Top of Records to use

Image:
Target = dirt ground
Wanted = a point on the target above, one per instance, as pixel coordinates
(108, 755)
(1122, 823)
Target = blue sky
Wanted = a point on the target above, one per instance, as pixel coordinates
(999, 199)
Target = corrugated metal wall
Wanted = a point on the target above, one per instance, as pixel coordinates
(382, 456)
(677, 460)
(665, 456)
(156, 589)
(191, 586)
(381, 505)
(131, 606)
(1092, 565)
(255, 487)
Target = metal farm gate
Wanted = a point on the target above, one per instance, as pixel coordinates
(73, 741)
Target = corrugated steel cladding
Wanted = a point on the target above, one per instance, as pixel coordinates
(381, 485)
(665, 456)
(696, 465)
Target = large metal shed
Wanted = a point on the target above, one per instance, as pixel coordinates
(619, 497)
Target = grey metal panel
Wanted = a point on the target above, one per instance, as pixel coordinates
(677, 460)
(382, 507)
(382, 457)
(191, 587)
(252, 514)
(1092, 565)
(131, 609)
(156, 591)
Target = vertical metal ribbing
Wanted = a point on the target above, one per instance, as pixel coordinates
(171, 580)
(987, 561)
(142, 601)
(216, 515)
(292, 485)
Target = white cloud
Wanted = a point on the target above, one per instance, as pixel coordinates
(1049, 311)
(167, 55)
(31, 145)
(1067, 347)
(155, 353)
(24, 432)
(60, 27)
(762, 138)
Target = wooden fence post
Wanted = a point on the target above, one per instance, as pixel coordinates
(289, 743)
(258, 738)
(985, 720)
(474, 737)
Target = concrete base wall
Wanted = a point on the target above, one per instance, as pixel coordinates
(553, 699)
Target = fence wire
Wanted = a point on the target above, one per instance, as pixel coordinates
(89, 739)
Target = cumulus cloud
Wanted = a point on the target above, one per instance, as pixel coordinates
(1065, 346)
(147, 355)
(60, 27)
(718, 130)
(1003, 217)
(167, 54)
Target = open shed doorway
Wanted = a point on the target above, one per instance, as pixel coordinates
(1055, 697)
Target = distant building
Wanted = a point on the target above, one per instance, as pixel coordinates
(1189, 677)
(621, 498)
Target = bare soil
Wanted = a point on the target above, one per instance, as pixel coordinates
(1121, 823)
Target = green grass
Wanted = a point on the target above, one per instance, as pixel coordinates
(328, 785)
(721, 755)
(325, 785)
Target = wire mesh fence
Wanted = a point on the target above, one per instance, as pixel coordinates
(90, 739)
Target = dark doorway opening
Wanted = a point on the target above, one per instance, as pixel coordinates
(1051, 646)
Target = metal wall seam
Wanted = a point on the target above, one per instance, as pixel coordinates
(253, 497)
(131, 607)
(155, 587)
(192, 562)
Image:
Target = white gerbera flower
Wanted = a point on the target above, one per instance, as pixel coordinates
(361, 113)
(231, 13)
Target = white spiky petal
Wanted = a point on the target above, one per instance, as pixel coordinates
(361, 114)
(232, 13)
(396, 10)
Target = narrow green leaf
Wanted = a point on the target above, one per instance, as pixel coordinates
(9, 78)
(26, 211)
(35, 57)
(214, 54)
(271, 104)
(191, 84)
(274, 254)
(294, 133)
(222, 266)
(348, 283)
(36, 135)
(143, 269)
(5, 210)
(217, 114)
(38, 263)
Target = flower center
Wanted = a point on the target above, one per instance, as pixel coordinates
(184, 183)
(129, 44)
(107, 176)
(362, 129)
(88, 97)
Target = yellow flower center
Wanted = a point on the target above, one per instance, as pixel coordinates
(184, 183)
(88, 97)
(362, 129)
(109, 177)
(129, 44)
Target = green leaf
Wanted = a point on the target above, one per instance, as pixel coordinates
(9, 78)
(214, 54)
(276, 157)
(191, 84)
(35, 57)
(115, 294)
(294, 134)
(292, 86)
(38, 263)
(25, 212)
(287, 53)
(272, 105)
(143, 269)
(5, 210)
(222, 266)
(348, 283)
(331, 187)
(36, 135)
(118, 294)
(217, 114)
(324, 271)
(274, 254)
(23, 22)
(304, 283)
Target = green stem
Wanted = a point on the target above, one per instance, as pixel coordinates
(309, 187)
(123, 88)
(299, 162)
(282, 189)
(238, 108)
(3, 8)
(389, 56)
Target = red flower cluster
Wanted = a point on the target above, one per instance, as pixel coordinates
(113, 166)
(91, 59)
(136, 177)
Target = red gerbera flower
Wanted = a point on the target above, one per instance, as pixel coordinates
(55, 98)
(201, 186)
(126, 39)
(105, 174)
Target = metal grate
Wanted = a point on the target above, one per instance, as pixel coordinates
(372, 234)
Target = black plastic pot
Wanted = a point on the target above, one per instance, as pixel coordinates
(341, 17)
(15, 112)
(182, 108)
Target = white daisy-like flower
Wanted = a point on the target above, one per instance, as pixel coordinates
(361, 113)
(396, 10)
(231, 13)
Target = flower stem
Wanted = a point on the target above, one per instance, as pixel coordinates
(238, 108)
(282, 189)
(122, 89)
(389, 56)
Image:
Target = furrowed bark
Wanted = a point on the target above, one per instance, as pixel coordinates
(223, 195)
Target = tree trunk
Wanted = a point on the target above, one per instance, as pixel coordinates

Bottom of Records to use

About this task —
Line by line, output the data precisely as shown above.

Reply —
Image:
Target = dirt ground
Wanted = a point on the target above, one per instance, as pixel coordinates
(108, 755)
(1122, 823)
Target = blue sky
Wanted = a point on the target above, one per instance, as pixel coordinates
(999, 199)
Target = corrugated metal wall
Wanted = a point on the target above, one per instance, as pixel coordinates
(382, 456)
(677, 460)
(665, 456)
(156, 589)
(191, 586)
(381, 505)
(131, 606)
(1092, 565)
(255, 487)
Target = metal farm gate
Wanted = a point on the target above, one per instance, as pixel coordinates
(73, 741)
Target = corrugated steel cladding
Wanted = a point on the target above, one per instance, as pixel coordinates
(381, 485)
(665, 456)
(696, 465)
Target = large metal shed
Wanted = a point on the target above, one per instance, as pixel coordinates
(619, 497)
Target = grey metal panel
Wanted = a point on the target above, one per instance, as pixel coordinates
(677, 460)
(382, 507)
(382, 457)
(191, 587)
(252, 514)
(1092, 565)
(131, 609)
(156, 591)
Target = vertical metal ribbing
Wanted = a point on the target above, one per instance, as pixel coordinates
(171, 580)
(987, 561)
(142, 601)
(216, 515)
(292, 485)
Target = white cloud
Wanted = a point on the target above, one per instance, as pixel coordinates
(1049, 311)
(167, 55)
(31, 145)
(1067, 347)
(155, 353)
(24, 432)
(60, 27)
(762, 138)
Target = wooden fence post
Wanted = a point on the target above, one per instance, as pixel coordinates
(289, 743)
(258, 738)
(985, 720)
(474, 737)
Target = concrete base wall
Wanted = a point on the target above, one per instance, as pixel coordinates
(553, 699)
Target = fence wire
Wanted = a point on the target above, one per instance, as pixel coordinates
(89, 739)
Target = cumulus cloud
Wanted = a point on the target above, one per instance, as pixel coordinates
(1065, 346)
(147, 355)
(60, 27)
(718, 130)
(1003, 217)
(167, 54)
Target = open shed doorway
Wanted = a point on the target above, one per instance, as pixel coordinates
(1055, 697)
Target = distant building
Wanted = a point on the target above, one per instance, as pixel coordinates
(1189, 677)
(621, 498)
Target = bare soil
Wanted = a point on the target above, one per instance, as pixel coordinates
(1121, 823)
Target = green grass
Wanted = a point on the target above, one per instance, as pixel coordinates
(328, 785)
(721, 755)
(325, 785)
Target = wire mesh fence
Wanted = a point on the target above, one per instance, as pixel coordinates
(90, 739)
Target = dark doorway opening
Wanted = a point on the target above, one per instance, as pixel coordinates
(1051, 646)
Target = metal wall seam
Wanted = a point on the target above, one per instance, as pixel coordinates
(253, 497)
(131, 607)
(155, 587)
(192, 562)
Image:
Target = white gerbera flower
Wanted = a point on the target above, one per instance, as pixel coordinates
(361, 113)
(231, 13)
Target = white spiky petal
Wanted = a point on the target above, one per instance, as pixel coordinates
(361, 114)
(232, 13)
(396, 10)
Target = narrow green leaf
Wanted = a point on the target above, one per instance, as pixel coordinates
(9, 78)
(26, 211)
(35, 57)
(214, 54)
(271, 104)
(191, 84)
(274, 254)
(294, 133)
(222, 266)
(348, 283)
(36, 135)
(143, 269)
(5, 210)
(217, 114)
(38, 263)
Target = flower center
Wanted = a point on the target above, one per instance, as pixel coordinates
(184, 183)
(129, 44)
(107, 176)
(362, 129)
(88, 97)
Target = yellow flower center
Wanted = a point on the target above, one per instance, as pixel coordinates
(184, 183)
(88, 97)
(362, 129)
(109, 177)
(129, 44)
Target = green leaf
Wanted = a point on the target above, one per instance, as pixel coordinates
(9, 78)
(214, 54)
(276, 157)
(191, 84)
(35, 57)
(115, 294)
(294, 134)
(292, 86)
(38, 263)
(25, 212)
(287, 53)
(272, 105)
(143, 269)
(5, 210)
(222, 266)
(348, 283)
(331, 187)
(36, 135)
(118, 294)
(217, 114)
(324, 271)
(274, 254)
(23, 22)
(304, 283)
Target = green stem
Wanted = a point on the target above, one per instance, as pixel coordinates
(309, 187)
(123, 88)
(299, 162)
(282, 189)
(238, 108)
(3, 8)
(389, 56)
Target = red flower cluster
Wanted = a point on the target above, one per instance, as pixel coordinates
(113, 166)
(91, 59)
(136, 177)
Target = red gerbera flower
Wanted = a point on the target above, one per instance, as pixel coordinates
(55, 98)
(201, 186)
(126, 39)
(105, 174)
Target = metal grate
Wanted = a point on the target above, one per instance, as pixel coordinates
(372, 234)
Target = black plastic pot
Wanted = a point on the target above, one per instance, as pixel coordinates
(341, 17)
(15, 112)
(182, 108)
Target = white daisy-like flower
Wanted = a point on the target above, one per instance, as pixel coordinates
(361, 113)
(396, 10)
(231, 13)
Target = flower stem
Wanted = a point on the target above, one per instance, as pixel coordinates
(238, 108)
(282, 189)
(122, 89)
(389, 56)
Image:
Target = furrowed bark
Wanted = a point on the target above, one per instance, as pixel coordinates
(223, 195)
Target = tree trunk
Wanted = a point on the target above, one per instance, as pixel coordinates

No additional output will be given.